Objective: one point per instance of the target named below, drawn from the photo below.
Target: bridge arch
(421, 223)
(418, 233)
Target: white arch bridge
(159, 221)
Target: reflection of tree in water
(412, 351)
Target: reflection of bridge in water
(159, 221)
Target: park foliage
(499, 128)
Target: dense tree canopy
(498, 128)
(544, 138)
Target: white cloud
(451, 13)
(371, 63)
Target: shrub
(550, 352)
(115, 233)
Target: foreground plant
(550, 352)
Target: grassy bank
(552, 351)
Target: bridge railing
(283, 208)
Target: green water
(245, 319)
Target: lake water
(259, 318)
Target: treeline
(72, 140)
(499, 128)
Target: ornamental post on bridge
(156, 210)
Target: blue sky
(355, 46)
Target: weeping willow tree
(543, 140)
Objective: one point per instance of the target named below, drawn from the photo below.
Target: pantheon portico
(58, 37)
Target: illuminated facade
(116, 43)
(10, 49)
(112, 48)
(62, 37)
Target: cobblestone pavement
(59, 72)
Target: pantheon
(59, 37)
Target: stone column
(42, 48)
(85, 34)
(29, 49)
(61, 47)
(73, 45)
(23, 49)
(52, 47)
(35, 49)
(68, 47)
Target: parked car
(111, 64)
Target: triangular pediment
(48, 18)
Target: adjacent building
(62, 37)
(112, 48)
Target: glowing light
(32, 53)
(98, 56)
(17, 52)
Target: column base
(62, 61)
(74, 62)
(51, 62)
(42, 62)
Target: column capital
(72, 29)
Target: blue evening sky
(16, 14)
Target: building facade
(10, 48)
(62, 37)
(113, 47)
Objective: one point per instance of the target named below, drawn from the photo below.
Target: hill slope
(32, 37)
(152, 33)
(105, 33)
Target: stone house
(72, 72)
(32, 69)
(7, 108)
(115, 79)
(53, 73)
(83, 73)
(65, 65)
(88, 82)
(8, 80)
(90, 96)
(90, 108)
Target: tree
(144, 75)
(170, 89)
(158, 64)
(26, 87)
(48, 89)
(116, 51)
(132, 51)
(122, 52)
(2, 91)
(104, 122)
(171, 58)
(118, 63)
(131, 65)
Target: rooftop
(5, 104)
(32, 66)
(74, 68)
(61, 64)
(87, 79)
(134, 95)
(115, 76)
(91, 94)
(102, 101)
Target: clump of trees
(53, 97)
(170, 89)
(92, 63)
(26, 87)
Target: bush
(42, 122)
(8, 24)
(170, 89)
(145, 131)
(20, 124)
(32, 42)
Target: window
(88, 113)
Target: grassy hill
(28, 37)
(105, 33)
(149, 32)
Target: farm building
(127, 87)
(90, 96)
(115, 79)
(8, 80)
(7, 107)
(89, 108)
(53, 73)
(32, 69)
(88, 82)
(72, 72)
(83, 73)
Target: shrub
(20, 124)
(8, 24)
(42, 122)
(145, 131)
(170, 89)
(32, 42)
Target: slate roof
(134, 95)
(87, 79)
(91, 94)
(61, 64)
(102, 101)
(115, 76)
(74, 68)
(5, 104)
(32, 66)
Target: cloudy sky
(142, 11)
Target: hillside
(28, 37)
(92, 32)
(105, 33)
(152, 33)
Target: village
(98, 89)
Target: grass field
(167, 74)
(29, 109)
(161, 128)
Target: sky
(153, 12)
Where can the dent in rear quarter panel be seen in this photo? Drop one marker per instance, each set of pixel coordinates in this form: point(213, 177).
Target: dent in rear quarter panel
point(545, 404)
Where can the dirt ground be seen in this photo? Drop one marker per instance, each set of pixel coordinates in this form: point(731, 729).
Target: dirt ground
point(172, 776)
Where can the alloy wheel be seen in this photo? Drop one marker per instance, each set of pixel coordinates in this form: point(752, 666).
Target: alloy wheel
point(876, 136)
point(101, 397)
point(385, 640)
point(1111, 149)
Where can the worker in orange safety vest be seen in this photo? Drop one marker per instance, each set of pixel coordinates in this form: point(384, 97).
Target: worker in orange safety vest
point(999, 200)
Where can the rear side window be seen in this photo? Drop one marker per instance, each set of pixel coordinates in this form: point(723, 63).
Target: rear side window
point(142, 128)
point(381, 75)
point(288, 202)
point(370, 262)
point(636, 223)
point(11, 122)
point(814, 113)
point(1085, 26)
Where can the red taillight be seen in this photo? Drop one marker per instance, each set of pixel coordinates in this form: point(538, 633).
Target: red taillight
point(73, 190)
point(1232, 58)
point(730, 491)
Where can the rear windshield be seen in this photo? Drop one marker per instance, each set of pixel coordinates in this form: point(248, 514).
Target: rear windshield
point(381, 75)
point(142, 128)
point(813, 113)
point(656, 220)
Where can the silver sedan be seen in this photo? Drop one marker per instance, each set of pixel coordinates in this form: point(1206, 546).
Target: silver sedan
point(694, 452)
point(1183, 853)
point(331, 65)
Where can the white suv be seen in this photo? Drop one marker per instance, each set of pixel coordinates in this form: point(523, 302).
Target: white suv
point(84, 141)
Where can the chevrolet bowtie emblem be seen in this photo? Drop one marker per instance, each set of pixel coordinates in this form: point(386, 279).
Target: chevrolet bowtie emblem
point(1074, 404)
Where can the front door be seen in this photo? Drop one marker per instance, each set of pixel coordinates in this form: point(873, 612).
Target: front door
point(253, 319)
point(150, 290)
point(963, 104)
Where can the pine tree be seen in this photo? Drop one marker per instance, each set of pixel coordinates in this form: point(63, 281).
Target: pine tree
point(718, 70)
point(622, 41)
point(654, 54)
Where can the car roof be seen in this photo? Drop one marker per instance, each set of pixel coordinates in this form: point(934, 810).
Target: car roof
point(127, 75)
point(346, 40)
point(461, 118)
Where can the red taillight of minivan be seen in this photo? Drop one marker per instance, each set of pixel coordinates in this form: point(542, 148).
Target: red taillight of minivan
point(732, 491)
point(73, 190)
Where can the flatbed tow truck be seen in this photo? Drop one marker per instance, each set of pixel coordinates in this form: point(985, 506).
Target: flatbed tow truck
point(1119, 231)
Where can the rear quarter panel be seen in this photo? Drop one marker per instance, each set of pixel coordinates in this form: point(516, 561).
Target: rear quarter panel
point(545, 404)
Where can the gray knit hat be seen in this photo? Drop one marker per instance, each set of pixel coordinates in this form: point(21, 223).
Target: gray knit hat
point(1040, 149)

*What you have to do*
Take the entries above and transcribe them in full.

*Answer to the problem*
Objective: one point per instance of the target named below, drawn from the photo below.
Target: bridge arch
(421, 223)
(418, 233)
Target: white arch bridge
(159, 221)
Target: reflection of tree in water
(412, 351)
Target: reflection of bridge in water
(159, 221)
Target: park foliage
(499, 128)
Target: dense tree canopy
(498, 128)
(544, 138)
Target: white cloud
(451, 13)
(371, 63)
Target: shrub
(550, 352)
(115, 233)
Target: foreground plant
(550, 352)
Target: grassy bank
(552, 351)
Target: bridge railing
(283, 208)
Target: green water
(245, 319)
Target: lake water
(259, 318)
Target: treeline
(72, 140)
(499, 128)
Target: ornamental post on bridge
(156, 210)
Target: blue sky
(355, 46)
Target: weeping willow tree
(543, 140)
Objective: one point per instance of the target named below, drawn from the photo below.
Target: pantheon portico
(58, 37)
Target: illuminated facade
(116, 43)
(10, 49)
(112, 48)
(62, 37)
Target: cobblestone pavement
(59, 72)
Target: pantheon
(59, 37)
Target: stone column
(42, 48)
(85, 34)
(29, 49)
(61, 47)
(73, 45)
(23, 49)
(52, 47)
(35, 49)
(68, 47)
Target: parked car
(111, 64)
Target: triangular pediment
(48, 18)
Target: adjacent building
(62, 37)
(112, 48)
Target: glowing light
(32, 53)
(98, 56)
(17, 52)
Target: column base
(62, 61)
(74, 62)
(51, 62)
(42, 62)
Target: column capital
(72, 29)
Target: blue evening sky
(16, 14)
Target: building facade
(10, 48)
(62, 37)
(113, 47)
Objective: one point per instance of the target named below, drawn from the photo below.
Target: hill slope
(32, 37)
(152, 33)
(105, 33)
Target: stone house
(72, 72)
(32, 69)
(7, 108)
(115, 79)
(53, 73)
(83, 73)
(65, 65)
(88, 82)
(8, 80)
(90, 96)
(90, 108)
Target: tree
(144, 75)
(170, 89)
(158, 64)
(26, 87)
(48, 89)
(116, 51)
(132, 51)
(122, 52)
(2, 91)
(104, 122)
(171, 58)
(118, 63)
(131, 65)
Target: rooftop
(5, 104)
(32, 66)
(74, 68)
(61, 64)
(87, 79)
(134, 95)
(115, 76)
(91, 94)
(102, 101)
Target: clump of trees
(53, 97)
(170, 89)
(92, 63)
(26, 87)
Target: bush
(42, 122)
(8, 24)
(170, 89)
(145, 131)
(20, 124)
(32, 42)
Target: window
(88, 113)
Target: grassy hill
(28, 37)
(105, 33)
(149, 32)
Target: farm building
(127, 87)
(90, 96)
(115, 79)
(8, 80)
(7, 107)
(89, 108)
(53, 73)
(32, 69)
(88, 82)
(72, 72)
(83, 73)
Target: shrub
(20, 124)
(8, 24)
(42, 122)
(145, 131)
(170, 89)
(32, 42)
Target: slate roof
(134, 95)
(87, 79)
(91, 94)
(61, 64)
(102, 101)
(115, 76)
(74, 68)
(5, 104)
(32, 66)
Target: cloudy sky
(142, 11)
Target: hillside
(28, 37)
(92, 32)
(105, 33)
(152, 33)
Target: village
(98, 89)
Target: grass field
(167, 74)
(29, 109)
(161, 128)
Target: sky
(153, 12)
Where can the dent in rear quarter panel be seen in this photo? Drop one marker per instance, each set of pixel coordinates in this form: point(213, 177).
Target: dent in rear quarter panel
point(545, 404)
Where can the dirt ground be seen in this photo? Drop one marker per instance, each set of pixel coordinates in this form: point(731, 729).
Target: dirt ground
point(172, 776)
Where can the alloy wheel be seen in this photo? Drop one marker per instance, each set of pixel coordinates in this form: point(752, 666).
Target: alloy wheel
point(876, 136)
point(101, 397)
point(385, 640)
point(1111, 149)
Where can the worker in orange safety vest be seen in this photo? Drop one marker per instance, each set of pixel coordinates in this form: point(384, 97).
Target: worker in orange safety vest
point(999, 200)
Where can the rear side window be seen in this photo? Drop one marker per instance, each set of pixel coordinates in this form: point(723, 63).
Target: rear side window
point(142, 128)
point(381, 75)
point(288, 202)
point(370, 262)
point(636, 223)
point(11, 122)
point(814, 113)
point(1085, 26)
Where can the red taillight be seen in this photo? Drop one marker per instance, each set of pixel coordinates in this form: point(538, 633).
Target: red taillight
point(73, 190)
point(1232, 58)
point(730, 491)
Where can the rear windshield be seen in this photo? Drop one marker per instance, each set of pixel coordinates in this form: point(248, 514).
Target: rear windshield
point(381, 75)
point(142, 128)
point(813, 113)
point(656, 220)
Where can the silver sedan be seen in this photo? Drop one marker per instance, each set of pixel coordinates in this form: point(1206, 546).
Target: silver sedan
point(694, 452)
point(1183, 853)
point(331, 65)
Where can the white suv be seen in this photo? Drop one marker per instance, each set of pixel coordinates in this form: point(523, 302).
Target: white suv
point(84, 141)
Where can the chevrolet bowtie emblem be seen in this photo? Drop one marker per instance, each set of pixel coordinates in this form: point(386, 279).
Target: chevrolet bowtie emblem
point(1074, 404)
Where can the front door be seen in this photo? Drop one marker per instance, each set of pixel coordinates in this form: point(873, 612).
Target: front door
point(253, 319)
point(150, 290)
point(963, 104)
Where can the pine tree be seen in this photo? Drop one marker per instance, each set of pixel coordinates in this form: point(63, 281).
Target: pine tree
point(718, 70)
point(622, 41)
point(654, 54)
Where can the car roof be seen in this photo? Drop one marker per instance, each set of pixel coordinates in this form: point(934, 810).
Target: car roof
point(127, 75)
point(346, 40)
point(461, 118)
Where can the red taillight of minivan be seen in this photo? Drop one marker per instance, each set of pixel coordinates in this form: point(542, 148).
Target: red taillight of minivan
point(732, 491)
point(73, 190)
Where can the flatbed tow truck be seen in this photo? Drop one marker per instance, each set of pixel coordinates in this form: point(985, 506).
Target: flatbed tow truck
point(1119, 231)
Where can the rear quarter panel be seen in this photo? Drop one marker per instance, each set of pixel coordinates in this form: point(516, 561).
Target: rear quarter panel
point(545, 404)
Where can the gray knit hat be seen in this photo? Drop one marker per instance, each set of pixel coordinates in this form: point(21, 223).
Target: gray knit hat
point(1040, 149)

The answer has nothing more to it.